They’ve always been big givers, but for a long time men got most of the credit.
- Jan. 30, 2021
When MacKenzie Scott revealed in December that she had donated $4.2 billion of her fortune in the preceding four months — on top of the $1.7 billion she had given away earlier in 2020 — the internet exploded with praise.
That and a dash of side-eye toward her ex-husband, Jeff Bezos, the founder and chief executive of Amazon, who appeared in the news in 2020 in articles about employee walkouts at Amazon, complaints about worker safety and criticism of the company’s environmental impact. (Those bringing the final charge were only partly mollified by the $10 billion initiative Mr. Bezos established to fight climate change last February).

● RECORDS FOR PROCESSING:
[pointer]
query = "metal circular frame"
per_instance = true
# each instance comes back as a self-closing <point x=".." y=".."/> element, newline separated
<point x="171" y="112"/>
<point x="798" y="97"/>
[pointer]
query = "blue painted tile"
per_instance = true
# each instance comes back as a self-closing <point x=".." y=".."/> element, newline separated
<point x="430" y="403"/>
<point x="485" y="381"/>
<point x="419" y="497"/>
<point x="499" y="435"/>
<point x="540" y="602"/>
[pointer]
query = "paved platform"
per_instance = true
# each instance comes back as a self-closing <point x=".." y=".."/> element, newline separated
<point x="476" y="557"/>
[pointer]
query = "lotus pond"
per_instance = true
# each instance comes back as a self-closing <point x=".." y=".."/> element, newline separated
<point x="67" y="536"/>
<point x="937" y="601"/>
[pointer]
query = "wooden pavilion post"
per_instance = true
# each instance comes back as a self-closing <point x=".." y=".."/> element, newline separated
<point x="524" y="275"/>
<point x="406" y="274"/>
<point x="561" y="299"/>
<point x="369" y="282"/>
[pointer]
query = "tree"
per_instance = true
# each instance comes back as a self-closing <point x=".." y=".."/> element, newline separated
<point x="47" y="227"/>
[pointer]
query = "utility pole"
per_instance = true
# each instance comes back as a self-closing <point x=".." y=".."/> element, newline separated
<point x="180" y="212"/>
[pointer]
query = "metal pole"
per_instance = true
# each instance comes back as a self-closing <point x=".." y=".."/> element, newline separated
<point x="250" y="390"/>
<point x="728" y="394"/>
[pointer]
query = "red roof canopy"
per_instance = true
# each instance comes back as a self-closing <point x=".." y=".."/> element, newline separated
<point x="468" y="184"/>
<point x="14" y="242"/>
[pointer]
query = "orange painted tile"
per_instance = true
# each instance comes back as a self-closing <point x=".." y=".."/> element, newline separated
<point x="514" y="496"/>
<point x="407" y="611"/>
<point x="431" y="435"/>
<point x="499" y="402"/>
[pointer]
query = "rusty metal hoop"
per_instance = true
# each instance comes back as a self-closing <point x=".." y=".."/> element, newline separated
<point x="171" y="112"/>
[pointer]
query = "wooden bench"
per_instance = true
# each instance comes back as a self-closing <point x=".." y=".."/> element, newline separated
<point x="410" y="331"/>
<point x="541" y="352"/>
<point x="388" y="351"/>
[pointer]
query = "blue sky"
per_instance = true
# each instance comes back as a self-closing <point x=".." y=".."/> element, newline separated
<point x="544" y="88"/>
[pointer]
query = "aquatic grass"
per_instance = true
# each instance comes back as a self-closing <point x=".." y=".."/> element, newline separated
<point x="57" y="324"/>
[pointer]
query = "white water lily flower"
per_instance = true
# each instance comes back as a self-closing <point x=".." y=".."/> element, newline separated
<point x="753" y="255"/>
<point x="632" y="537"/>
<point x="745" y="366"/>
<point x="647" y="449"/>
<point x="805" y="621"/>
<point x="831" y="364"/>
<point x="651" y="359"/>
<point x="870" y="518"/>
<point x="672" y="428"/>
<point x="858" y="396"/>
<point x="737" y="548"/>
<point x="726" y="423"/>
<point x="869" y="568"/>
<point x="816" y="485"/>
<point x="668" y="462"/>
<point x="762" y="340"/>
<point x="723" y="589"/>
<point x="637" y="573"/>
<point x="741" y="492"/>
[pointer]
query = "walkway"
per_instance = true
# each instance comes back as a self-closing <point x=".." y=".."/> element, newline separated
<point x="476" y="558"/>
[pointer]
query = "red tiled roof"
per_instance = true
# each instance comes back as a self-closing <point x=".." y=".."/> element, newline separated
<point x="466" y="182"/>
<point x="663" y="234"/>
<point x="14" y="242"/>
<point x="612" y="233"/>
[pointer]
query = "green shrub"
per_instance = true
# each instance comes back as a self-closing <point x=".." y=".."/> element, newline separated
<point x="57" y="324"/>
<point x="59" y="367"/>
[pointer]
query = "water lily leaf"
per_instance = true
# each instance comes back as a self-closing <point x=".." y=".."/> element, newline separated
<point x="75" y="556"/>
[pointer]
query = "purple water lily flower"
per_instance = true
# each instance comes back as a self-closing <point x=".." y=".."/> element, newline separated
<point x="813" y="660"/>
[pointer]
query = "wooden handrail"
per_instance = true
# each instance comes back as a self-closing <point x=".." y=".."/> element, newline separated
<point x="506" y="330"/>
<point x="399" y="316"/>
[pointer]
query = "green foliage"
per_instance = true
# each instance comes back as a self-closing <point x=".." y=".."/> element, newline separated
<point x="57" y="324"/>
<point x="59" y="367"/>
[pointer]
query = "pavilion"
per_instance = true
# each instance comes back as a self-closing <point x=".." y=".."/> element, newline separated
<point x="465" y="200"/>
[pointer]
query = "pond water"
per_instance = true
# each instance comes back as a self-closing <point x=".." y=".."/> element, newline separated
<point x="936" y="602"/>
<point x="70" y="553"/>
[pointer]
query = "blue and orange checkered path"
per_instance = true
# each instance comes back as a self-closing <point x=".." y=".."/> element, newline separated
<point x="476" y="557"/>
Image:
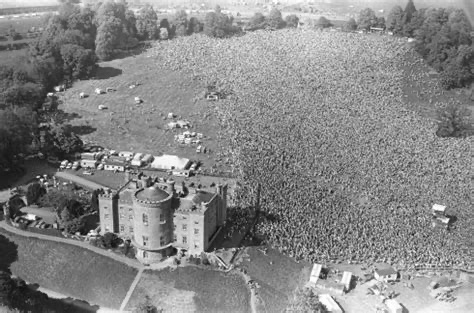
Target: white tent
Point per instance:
(170, 162)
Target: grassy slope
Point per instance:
(278, 280)
(72, 271)
(193, 289)
(125, 126)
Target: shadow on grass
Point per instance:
(9, 253)
(82, 129)
(107, 72)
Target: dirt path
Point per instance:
(81, 244)
(78, 180)
(131, 289)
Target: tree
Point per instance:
(218, 25)
(292, 20)
(305, 300)
(409, 11)
(274, 19)
(181, 23)
(147, 23)
(395, 20)
(367, 19)
(323, 22)
(34, 192)
(194, 26)
(257, 21)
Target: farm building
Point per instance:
(393, 306)
(86, 163)
(114, 166)
(386, 274)
(170, 162)
(438, 210)
(126, 154)
(315, 272)
(331, 305)
(144, 210)
(346, 280)
(147, 159)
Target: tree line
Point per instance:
(443, 38)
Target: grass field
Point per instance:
(278, 280)
(193, 289)
(142, 128)
(71, 270)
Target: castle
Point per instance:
(158, 217)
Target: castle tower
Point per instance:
(153, 224)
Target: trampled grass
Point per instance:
(193, 289)
(71, 270)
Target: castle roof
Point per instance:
(152, 194)
(202, 197)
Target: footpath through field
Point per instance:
(81, 244)
(79, 180)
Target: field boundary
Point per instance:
(81, 244)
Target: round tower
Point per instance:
(153, 224)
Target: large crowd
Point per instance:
(319, 121)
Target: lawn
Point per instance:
(142, 128)
(71, 270)
(278, 280)
(191, 289)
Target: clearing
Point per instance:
(71, 270)
(191, 288)
(142, 128)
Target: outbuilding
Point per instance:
(386, 274)
(393, 306)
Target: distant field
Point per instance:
(12, 57)
(278, 280)
(192, 289)
(21, 25)
(71, 270)
(142, 128)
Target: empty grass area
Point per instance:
(141, 128)
(71, 270)
(191, 289)
(277, 280)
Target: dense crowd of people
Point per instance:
(318, 120)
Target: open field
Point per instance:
(348, 169)
(72, 271)
(192, 289)
(277, 280)
(142, 128)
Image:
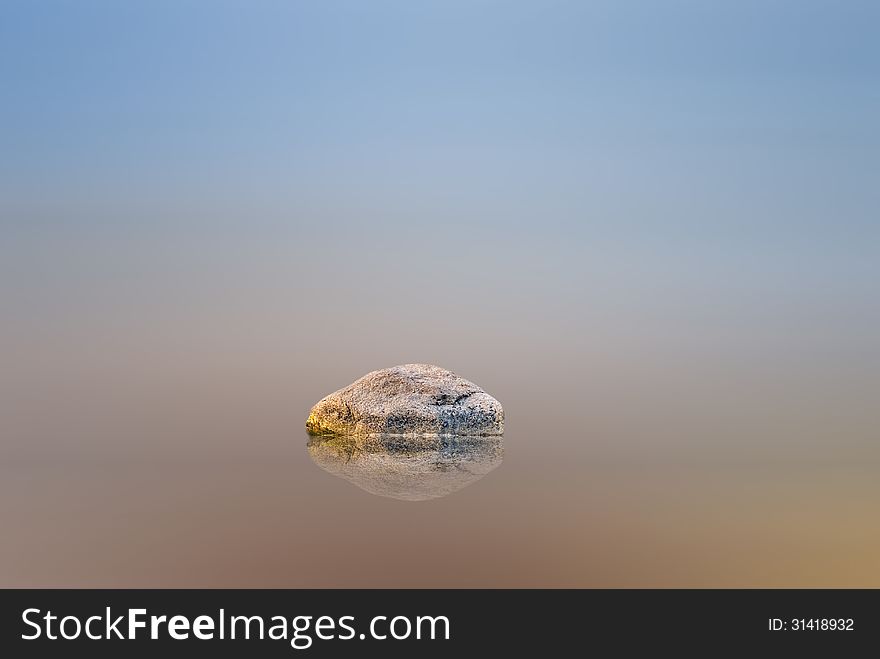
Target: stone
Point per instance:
(412, 399)
(407, 468)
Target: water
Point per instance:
(195, 493)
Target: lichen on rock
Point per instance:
(412, 399)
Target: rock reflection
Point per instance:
(411, 469)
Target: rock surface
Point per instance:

● WHAT TO DO:
1. List every dollar amount that the article about MacKenzie Scott's giving mentions.
2. Copy the rows verbatim, starting at the line that contains "Target: lawn" and ending at the last line of the rows. Omit the pictures.

● SOLUTIONS PER TASK:
1.
$4.2 billion
$1.7 billion
$10 billion

2.
Target: lawn
Point per instance:
(142, 128)
(71, 270)
(278, 280)
(191, 289)
Target: clearing
Point per instance:
(71, 270)
(191, 288)
(142, 128)
Target: outbuilding
Point per instance:
(386, 274)
(393, 306)
Target: distant field
Point per instance:
(12, 57)
(278, 280)
(192, 289)
(21, 25)
(71, 270)
(142, 128)
Target: empty grass area
Point per instance:
(141, 128)
(71, 270)
(191, 289)
(277, 280)
Target: dense crowd of people
Point per instance:
(318, 120)
Target: open field
Point per instance:
(348, 169)
(72, 271)
(192, 289)
(277, 280)
(142, 128)
Image:
Target: stone
Point per instance:
(412, 399)
(407, 468)
Target: water
Point per instance:
(195, 493)
Target: lichen on rock
Point per instance:
(412, 399)
Target: rock reflection
Point per instance:
(411, 469)
Target: rock surface
Point per instance:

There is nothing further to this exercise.